As evident by the name of the genre, "point and click" is something that was more of a PC thing than consoles. However, with the modern things like analogue sticks and 3D graphics the advantage that the mouse used to have for pixel-hunting isn’t as big anymore. The most common thing you’ll do in the game though is to pick replies on how to answer when talking to various other characters; usually there are 2 to 4 choices for you to make, and these are mapped to the face buttons on the controller, and there’s also a timer running so you won’t have too long to choose – if you don’t pick a choice it’ll usually lead to you being silent or automatically triggering the least intrusive reply. One thing that works well is that the text you see to represent each reply is very good at indicating how it’ll come out – in a game like previously mentioned Fallout 4 you could only see a part of the reply and sometimes it’s in a totally different tone than the whole sentence. In some areas of the game you’re free to wander around and interact with objects in the vicinity; you move around the character with the left stick and with the right one you move around what’s basically a mouse cursor. When you move the cursor over objects you can interact with, usually indicated by a small circle, that circle will expand to a slightly bigger one that shows you the face buttons in it to indicate what you can do with the object. With Triangle you can examine it, Square will let you talk to it (mostly used for other people), with X you can interact with it and Cirle lets you pick it up – and if an action is not available for an object that face button symbol will not be shown. Overall it’s a nice system that eliminates the pixel hunt from older games but also isn’t too in your face either. Rhys has a special ability when playing as him to use what’s called an ECHO eye; an eye inplant that lets him "scan" objects he sees; this is activated by pressing L1 and shifts to a first person perspective where you use the sticks to look around and then press X to get an infobox about what you’re looking at. It’s used in some parts of the game to progress but it’s often worth doing every chance you get as those info boxes are often very funny!
In addition to the slower scenes of story and exploration, there are also more action-oriented ones, and these are controlled a bit differently. Here you’ll instead use an interface based on Quick Time Events, which basically means that the commands you’re supposed to enter appear as icons on the screen; so say if you need to avoid a punch by pulling the stick down, this comes up on the screen as an arrow pointed down. Easy enough, and since you’ve got the choice of using either the right or left stick you should be ready whenever it happens. You also often use the face buttons for these QTEs and here you either have to mash one of them to fill up a bar or just press it once. There are also times when you need to focus to grab or hit something, and for these a small cursor like the one seen in normal gameplay pops up along with a marker on your opponent or the object you need to catch; your goal is to quickly make sure that these overlap and then press R2 to execute the action. As the screen often doesn’t stand still when you do this it’s somewhat stressful, and works well with the scenes they’re found in. Overall the controls work well and it never feels like they get in the way of experiencing the game.

EXERCISE TASK ▸
Decide whether each statement below agrees with the game controls review. Answer yes or no for each, and quote the words from the review that settle it.
1. When talking to other characters, the player usually has 2 to 4 replies to choose from.
2. Pressing Square lets the player pick up an object.
3. Rhys activates the ECHO eye by pressing R2.

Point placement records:
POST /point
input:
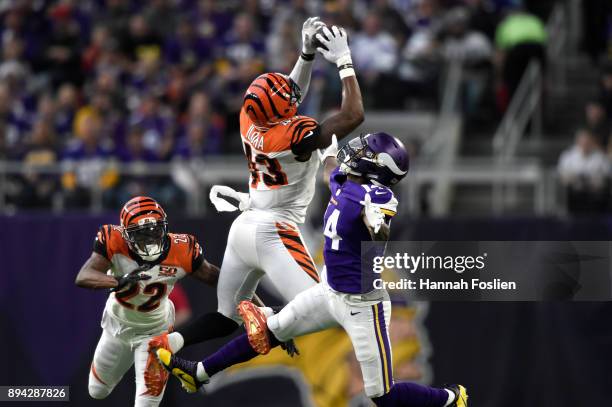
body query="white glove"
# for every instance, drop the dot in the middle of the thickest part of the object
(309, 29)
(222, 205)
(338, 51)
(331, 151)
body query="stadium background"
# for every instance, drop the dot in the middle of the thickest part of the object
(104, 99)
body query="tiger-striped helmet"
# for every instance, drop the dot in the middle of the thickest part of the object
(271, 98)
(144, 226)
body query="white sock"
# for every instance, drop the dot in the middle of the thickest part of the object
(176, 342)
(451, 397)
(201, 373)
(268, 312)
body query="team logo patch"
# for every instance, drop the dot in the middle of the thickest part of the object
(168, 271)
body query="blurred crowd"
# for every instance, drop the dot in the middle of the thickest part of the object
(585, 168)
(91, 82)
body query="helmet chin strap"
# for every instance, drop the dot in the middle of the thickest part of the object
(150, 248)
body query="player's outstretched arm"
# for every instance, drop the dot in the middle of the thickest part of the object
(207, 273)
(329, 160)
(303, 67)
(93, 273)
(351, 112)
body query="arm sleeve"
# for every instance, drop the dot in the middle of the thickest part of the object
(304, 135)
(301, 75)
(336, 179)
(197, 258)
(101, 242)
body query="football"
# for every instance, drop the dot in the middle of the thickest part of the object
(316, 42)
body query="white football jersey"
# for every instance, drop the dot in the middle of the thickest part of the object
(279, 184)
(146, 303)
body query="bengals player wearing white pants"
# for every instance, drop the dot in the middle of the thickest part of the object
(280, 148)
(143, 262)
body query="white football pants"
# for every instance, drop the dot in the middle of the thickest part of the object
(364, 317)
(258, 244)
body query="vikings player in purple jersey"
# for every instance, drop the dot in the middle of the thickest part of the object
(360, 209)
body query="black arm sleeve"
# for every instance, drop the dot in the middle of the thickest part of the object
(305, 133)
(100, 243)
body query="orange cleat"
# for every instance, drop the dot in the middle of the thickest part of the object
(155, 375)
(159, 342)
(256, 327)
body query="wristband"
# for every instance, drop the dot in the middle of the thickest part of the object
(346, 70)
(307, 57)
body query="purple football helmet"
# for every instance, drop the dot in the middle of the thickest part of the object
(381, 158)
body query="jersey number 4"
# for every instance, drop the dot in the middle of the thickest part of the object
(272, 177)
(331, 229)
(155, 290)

COMPLETE RESPONSE ▸
1. Yes: "usually there are 2 to 4 choices for you to make"
2. No: "Square will let you talk to it (mostly used for other people)"
3. No: "this is activated by pressing L1"